- **TASK DATA**:
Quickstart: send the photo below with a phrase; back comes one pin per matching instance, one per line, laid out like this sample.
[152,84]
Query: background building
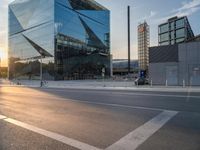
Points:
[120,66]
[177,64]
[72,36]
[143,46]
[175,30]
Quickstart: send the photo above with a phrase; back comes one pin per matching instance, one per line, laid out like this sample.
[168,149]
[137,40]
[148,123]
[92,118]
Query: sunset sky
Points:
[153,11]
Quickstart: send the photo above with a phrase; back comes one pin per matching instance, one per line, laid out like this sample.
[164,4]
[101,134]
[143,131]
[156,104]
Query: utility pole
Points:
[129,46]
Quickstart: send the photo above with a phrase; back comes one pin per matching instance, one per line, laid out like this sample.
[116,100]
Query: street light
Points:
[41,72]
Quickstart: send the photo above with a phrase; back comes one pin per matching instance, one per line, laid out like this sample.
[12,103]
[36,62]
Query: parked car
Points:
[141,81]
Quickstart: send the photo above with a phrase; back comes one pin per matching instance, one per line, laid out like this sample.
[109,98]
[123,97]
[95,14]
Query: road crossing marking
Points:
[130,142]
[52,135]
[135,138]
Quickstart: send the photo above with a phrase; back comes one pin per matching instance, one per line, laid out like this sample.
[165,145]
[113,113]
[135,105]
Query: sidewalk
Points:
[98,85]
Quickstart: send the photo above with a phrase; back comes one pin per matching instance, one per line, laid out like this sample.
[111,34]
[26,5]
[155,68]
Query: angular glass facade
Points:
[175,30]
[72,36]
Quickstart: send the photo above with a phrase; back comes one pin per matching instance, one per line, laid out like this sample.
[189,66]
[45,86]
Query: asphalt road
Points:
[70,119]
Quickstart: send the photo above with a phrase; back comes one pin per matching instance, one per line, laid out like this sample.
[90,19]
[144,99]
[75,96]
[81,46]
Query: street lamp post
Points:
[41,72]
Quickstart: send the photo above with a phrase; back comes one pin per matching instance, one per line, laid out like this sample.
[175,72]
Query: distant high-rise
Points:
[143,46]
[175,30]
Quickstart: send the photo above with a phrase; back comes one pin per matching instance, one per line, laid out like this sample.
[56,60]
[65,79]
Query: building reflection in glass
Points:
[73,37]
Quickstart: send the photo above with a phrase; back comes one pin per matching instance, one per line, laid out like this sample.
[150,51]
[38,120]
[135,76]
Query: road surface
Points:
[72,119]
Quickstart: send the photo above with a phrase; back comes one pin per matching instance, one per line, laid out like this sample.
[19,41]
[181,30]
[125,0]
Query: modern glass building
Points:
[175,30]
[71,36]
[143,46]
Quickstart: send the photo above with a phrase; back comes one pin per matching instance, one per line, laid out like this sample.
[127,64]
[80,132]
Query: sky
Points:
[154,12]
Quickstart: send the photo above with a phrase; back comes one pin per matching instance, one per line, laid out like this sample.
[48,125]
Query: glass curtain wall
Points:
[82,38]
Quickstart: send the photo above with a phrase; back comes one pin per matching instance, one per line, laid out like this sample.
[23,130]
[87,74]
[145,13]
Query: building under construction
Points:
[143,46]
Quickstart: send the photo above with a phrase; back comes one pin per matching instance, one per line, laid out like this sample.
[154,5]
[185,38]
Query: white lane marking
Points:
[52,135]
[2,117]
[138,94]
[134,139]
[116,105]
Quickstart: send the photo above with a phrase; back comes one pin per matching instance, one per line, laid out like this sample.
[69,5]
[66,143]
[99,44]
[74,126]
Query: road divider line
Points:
[135,138]
[52,135]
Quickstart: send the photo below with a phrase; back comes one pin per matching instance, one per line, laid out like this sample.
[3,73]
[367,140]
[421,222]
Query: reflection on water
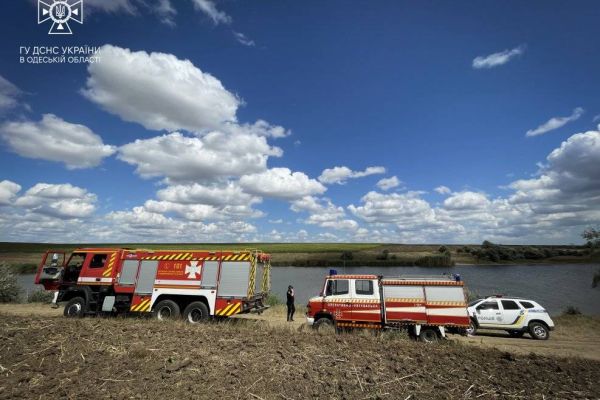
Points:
[554,286]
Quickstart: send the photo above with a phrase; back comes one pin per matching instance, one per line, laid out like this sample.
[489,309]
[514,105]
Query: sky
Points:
[280,121]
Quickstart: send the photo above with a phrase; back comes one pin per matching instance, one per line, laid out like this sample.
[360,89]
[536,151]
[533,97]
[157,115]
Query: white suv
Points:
[514,315]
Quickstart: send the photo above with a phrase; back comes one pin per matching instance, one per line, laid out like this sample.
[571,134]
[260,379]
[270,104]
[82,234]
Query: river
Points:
[554,286]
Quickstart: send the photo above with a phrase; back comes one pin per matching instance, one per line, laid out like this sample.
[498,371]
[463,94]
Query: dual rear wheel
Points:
[194,313]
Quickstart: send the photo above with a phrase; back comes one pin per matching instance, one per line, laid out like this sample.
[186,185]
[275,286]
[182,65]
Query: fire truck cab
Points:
[194,284]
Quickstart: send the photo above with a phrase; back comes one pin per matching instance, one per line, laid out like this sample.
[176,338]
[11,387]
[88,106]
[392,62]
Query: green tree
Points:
[592,236]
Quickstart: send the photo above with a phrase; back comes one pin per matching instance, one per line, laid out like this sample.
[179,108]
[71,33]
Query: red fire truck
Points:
[427,306]
[194,284]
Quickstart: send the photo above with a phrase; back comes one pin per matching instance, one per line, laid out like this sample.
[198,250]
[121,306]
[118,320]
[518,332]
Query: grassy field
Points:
[45,356]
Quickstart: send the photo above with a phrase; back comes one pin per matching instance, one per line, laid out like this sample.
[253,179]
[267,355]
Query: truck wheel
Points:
[195,312]
[75,308]
[166,309]
[472,329]
[428,335]
[324,325]
[539,331]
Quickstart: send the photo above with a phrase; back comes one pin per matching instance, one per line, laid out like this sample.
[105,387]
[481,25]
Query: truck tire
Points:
[472,329]
[428,335]
[165,310]
[195,312]
[539,331]
[75,308]
[324,325]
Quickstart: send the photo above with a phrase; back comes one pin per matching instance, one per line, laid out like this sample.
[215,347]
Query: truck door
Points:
[338,299]
[94,268]
[511,313]
[488,313]
[365,301]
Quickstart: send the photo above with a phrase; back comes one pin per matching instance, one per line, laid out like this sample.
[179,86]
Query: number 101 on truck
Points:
[194,284]
[426,306]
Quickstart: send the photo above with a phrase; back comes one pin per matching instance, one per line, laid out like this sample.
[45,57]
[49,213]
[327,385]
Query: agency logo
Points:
[60,12]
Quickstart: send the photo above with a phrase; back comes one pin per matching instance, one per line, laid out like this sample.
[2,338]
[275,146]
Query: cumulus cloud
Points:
[555,123]
[497,59]
[62,201]
[216,155]
[281,183]
[340,175]
[243,39]
[388,183]
[324,213]
[158,91]
[54,139]
[209,8]
[228,194]
[466,201]
[8,191]
[9,94]
[443,190]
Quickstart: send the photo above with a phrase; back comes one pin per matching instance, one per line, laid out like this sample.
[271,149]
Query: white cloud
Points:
[388,183]
[9,94]
[63,201]
[8,191]
[165,11]
[555,123]
[209,8]
[466,201]
[216,155]
[54,139]
[228,194]
[243,39]
[339,175]
[158,91]
[259,128]
[281,183]
[443,190]
[497,59]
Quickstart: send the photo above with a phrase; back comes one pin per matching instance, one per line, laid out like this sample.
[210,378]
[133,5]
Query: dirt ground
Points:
[43,355]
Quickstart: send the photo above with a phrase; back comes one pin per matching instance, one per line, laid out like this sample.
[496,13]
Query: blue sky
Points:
[322,121]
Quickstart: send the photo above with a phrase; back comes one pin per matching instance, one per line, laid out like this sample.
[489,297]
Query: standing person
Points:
[290,303]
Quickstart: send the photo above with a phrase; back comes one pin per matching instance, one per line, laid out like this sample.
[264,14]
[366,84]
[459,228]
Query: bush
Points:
[10,291]
[572,310]
[40,296]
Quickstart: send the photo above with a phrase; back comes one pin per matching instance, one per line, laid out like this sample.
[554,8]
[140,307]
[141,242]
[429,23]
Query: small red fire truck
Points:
[427,306]
[194,284]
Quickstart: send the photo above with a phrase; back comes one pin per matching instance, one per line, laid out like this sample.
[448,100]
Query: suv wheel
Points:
[539,331]
[472,329]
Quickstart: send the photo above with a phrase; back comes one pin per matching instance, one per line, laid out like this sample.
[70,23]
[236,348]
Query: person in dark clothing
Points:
[290,303]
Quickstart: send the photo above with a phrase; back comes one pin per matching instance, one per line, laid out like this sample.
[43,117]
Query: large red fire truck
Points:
[427,306]
[194,284]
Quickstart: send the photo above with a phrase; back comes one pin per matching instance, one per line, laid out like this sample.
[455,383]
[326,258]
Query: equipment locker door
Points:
[146,277]
[365,304]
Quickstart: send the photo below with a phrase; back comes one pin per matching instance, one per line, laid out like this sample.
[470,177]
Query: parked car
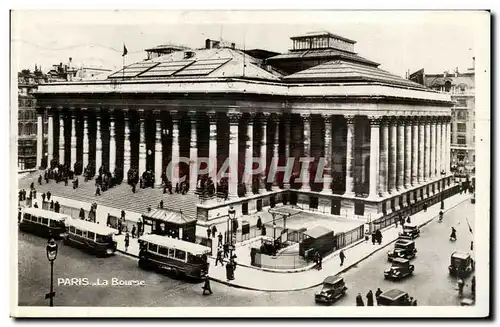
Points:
[410,231]
[402,249]
[396,297]
[400,268]
[333,289]
[462,264]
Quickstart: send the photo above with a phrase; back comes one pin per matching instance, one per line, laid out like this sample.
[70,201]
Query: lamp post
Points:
[230,228]
[51,255]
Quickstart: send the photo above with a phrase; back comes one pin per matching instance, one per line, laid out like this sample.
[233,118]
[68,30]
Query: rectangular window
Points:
[163,250]
[152,247]
[179,254]
[461,127]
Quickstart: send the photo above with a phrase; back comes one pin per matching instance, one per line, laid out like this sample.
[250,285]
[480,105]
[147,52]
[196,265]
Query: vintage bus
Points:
[43,223]
[90,236]
[168,254]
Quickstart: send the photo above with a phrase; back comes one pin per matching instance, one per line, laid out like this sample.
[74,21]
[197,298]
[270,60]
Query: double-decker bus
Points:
[173,255]
[90,236]
[43,223]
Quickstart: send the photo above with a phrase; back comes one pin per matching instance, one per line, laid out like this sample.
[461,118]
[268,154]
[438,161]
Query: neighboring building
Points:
[385,139]
[27,120]
[461,86]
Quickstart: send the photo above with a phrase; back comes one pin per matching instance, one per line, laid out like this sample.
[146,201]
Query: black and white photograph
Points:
[250,163]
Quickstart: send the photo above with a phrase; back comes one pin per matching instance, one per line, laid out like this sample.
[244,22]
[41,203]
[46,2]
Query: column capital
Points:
[212,116]
[375,120]
[234,117]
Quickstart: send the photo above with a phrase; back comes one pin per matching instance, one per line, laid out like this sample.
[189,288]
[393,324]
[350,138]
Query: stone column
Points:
[433,141]
[384,158]
[263,151]
[212,147]
[287,146]
[142,144]
[85,162]
[306,120]
[421,149]
[73,140]
[50,126]
[158,150]
[112,143]
[126,143]
[234,119]
[98,144]
[39,139]
[61,138]
[175,147]
[349,168]
[374,155]
[327,176]
[400,154]
[276,144]
[393,139]
[414,152]
[427,159]
[249,153]
[408,154]
[193,153]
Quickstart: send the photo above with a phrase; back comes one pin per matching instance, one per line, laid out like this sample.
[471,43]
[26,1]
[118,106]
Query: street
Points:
[430,284]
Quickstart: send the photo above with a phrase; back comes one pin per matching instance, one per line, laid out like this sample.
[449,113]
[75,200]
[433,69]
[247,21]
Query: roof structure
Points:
[173,243]
[170,216]
[317,231]
[344,71]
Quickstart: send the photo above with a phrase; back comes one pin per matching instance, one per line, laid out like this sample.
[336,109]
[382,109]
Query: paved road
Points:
[430,284]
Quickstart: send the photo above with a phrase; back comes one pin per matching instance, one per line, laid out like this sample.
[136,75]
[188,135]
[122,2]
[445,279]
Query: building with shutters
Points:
[384,140]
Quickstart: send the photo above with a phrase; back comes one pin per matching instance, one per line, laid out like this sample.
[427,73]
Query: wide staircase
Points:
[119,196]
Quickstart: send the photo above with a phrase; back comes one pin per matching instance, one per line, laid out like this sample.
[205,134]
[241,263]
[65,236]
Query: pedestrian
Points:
[369,298]
[206,287]
[377,295]
[342,257]
[127,242]
[219,257]
[359,301]
[461,285]
[220,239]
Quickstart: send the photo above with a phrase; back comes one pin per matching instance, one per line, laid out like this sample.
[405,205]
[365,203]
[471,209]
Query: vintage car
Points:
[461,265]
[396,297]
[410,231]
[333,288]
[402,249]
[400,268]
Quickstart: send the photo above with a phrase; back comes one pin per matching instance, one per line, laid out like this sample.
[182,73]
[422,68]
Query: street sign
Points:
[49,295]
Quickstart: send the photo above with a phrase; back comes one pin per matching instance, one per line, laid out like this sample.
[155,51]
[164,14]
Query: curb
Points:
[338,273]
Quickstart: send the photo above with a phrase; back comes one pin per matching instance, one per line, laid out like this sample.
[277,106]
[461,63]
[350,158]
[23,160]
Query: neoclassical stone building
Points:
[385,140]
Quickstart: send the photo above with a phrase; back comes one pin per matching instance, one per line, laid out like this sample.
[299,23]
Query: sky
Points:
[399,41]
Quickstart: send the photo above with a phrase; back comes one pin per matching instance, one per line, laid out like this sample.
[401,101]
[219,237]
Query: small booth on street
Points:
[319,239]
[171,223]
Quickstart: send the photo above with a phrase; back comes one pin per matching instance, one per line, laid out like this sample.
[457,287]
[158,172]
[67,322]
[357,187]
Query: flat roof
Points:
[89,226]
[174,243]
[46,213]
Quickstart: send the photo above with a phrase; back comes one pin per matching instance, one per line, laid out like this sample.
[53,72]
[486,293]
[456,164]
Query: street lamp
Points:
[51,255]
[230,228]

- **WORK TO BE COMPLETED**: State how many lines in the entries above contain the string "person". Reply with the number alone.

- **THE OUTPUT**: 2